• _Description of the task_: Count how many lines in the data below include "wall". Answer with the number only.

+-------+

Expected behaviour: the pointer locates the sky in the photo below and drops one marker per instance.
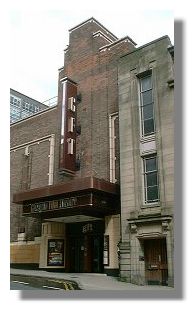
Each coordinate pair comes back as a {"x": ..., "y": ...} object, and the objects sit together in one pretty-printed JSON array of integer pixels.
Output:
[{"x": 38, "y": 37}]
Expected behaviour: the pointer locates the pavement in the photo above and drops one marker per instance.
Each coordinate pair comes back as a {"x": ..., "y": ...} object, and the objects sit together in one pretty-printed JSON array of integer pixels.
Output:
[{"x": 88, "y": 281}]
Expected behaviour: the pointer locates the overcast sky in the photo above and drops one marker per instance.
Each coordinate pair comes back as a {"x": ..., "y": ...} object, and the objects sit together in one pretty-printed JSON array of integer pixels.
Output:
[{"x": 39, "y": 36}]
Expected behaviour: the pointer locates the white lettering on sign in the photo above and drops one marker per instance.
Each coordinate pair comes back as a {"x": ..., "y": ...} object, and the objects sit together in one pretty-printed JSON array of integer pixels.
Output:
[
  {"x": 87, "y": 227},
  {"x": 53, "y": 205}
]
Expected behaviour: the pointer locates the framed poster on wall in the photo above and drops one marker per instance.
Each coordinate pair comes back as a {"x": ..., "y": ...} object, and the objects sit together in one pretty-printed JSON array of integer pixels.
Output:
[
  {"x": 55, "y": 255},
  {"x": 106, "y": 250}
]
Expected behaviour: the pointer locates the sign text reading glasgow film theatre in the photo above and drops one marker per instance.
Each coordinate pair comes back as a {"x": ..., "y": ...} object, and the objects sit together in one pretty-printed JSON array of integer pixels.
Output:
[{"x": 53, "y": 205}]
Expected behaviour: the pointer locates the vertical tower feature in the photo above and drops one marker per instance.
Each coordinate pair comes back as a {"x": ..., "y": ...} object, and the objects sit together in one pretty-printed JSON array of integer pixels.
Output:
[{"x": 67, "y": 160}]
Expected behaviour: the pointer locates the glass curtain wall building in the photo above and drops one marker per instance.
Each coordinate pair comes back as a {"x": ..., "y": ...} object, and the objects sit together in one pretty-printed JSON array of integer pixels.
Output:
[{"x": 22, "y": 106}]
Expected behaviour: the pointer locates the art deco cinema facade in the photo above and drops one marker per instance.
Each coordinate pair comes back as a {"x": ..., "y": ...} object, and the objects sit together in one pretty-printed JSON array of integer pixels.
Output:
[{"x": 92, "y": 178}]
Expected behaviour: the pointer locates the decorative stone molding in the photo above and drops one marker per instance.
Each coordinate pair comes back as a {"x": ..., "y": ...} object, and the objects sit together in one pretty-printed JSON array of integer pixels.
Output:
[
  {"x": 165, "y": 226},
  {"x": 133, "y": 228}
]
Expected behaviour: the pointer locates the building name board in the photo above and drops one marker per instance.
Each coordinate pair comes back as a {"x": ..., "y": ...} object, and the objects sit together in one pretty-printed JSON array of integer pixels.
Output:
[{"x": 52, "y": 205}]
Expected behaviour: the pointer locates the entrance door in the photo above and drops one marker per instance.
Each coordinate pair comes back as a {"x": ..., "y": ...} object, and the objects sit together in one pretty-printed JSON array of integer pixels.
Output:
[
  {"x": 76, "y": 255},
  {"x": 156, "y": 269},
  {"x": 86, "y": 254}
]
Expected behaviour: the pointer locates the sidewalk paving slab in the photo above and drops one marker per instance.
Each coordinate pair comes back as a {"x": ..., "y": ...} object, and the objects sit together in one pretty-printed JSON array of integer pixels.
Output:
[{"x": 90, "y": 281}]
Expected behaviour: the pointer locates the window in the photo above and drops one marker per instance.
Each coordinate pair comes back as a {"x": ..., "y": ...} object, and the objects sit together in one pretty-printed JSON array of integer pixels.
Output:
[
  {"x": 147, "y": 106},
  {"x": 150, "y": 179},
  {"x": 71, "y": 105},
  {"x": 70, "y": 146},
  {"x": 71, "y": 124}
]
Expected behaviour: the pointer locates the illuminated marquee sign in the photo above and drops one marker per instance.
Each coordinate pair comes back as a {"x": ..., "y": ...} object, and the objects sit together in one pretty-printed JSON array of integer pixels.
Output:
[
  {"x": 57, "y": 204},
  {"x": 53, "y": 205}
]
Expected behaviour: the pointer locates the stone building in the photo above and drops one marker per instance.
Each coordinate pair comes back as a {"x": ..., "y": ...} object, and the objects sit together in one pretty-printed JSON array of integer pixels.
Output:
[
  {"x": 68, "y": 166},
  {"x": 146, "y": 123}
]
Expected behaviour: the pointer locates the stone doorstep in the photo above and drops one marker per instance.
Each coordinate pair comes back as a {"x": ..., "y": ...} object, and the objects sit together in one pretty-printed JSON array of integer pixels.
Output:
[{"x": 38, "y": 281}]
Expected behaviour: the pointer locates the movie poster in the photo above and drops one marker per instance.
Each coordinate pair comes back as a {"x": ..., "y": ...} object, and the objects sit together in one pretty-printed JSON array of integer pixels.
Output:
[{"x": 55, "y": 252}]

+-------+

• _Output of the task_: 2